— START OF DATA SECTION —

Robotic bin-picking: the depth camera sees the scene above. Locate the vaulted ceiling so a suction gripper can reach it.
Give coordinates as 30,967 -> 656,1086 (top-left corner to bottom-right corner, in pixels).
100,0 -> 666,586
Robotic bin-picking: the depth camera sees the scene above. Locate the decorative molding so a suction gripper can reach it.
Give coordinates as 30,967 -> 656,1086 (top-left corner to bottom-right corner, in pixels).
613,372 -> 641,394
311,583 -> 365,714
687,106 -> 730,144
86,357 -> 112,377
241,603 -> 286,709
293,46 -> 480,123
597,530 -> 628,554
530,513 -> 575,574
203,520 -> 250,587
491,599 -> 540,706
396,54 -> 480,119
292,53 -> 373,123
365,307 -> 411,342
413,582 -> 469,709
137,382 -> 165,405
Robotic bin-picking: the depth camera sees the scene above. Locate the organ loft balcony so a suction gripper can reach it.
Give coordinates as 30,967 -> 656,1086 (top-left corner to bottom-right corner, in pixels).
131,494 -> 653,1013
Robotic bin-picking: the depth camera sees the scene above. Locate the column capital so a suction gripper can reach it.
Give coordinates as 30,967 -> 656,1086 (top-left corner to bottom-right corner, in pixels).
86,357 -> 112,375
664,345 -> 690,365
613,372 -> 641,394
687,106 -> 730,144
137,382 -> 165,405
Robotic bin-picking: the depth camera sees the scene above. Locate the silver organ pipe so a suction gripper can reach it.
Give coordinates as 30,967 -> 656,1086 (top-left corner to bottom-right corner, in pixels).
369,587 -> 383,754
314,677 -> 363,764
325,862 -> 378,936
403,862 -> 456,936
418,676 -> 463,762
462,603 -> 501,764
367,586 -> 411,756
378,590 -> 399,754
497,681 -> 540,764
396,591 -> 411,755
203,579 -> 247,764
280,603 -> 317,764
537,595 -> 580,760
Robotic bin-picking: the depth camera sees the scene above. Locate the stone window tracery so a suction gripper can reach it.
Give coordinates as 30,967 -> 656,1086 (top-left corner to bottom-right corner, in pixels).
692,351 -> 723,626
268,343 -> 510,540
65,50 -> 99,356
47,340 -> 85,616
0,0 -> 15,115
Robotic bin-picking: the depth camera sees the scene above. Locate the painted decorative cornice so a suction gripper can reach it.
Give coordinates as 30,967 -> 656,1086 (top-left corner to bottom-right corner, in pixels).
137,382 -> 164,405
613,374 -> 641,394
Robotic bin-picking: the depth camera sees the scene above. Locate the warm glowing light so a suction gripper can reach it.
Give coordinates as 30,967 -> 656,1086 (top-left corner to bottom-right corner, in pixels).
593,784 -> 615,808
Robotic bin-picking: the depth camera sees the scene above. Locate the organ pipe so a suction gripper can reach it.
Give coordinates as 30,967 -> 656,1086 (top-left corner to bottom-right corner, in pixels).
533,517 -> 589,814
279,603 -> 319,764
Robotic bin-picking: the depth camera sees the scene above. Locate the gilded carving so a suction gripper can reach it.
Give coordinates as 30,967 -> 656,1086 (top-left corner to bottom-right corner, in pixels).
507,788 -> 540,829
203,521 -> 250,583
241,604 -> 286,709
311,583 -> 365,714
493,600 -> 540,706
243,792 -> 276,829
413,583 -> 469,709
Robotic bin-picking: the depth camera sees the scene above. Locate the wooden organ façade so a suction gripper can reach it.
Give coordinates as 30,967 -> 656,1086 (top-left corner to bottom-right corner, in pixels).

— END OF DATA SECTION —

TASK REQUIREMENTS: Copy the entries from the line containing "tracery so a suction gripper can reach it." through the line containing "593,784 -> 615,808", offsetting every coordinate in the answers by +77. Only the answer coordinates change; all other text stays the same.

THE COMPLETED TASK:
Robotic bin-picking: the depth camera sees the scene above. Locate the stone window tracery so a suction gripper can reach it.
Give coordinates as 30,967 -> 656,1086 (top-left corner to bottom-right corner, in pixels).
769,428 -> 800,703
345,420 -> 587,617
142,127 -> 176,433
124,417 -> 162,693
77,77 -> 92,192
Robotic bin-picking: the depth camera sees the scene above. Locate the painted decorative cornice so a suction gripper can reach it.
Give coordinates as 30,967 -> 656,1086 (top-left corner to bottom-right corner, in pixels).
214,459 -> 241,482
690,451 -> 718,471
Robotic bin-picking: the depth camera sees the scene above. Locate the warm glowing light so a suction gripper can reach it.
Give coordinates as 30,967 -> 656,1086 (top-left corner to bottom-right corner, in pixels).
670,861 -> 692,885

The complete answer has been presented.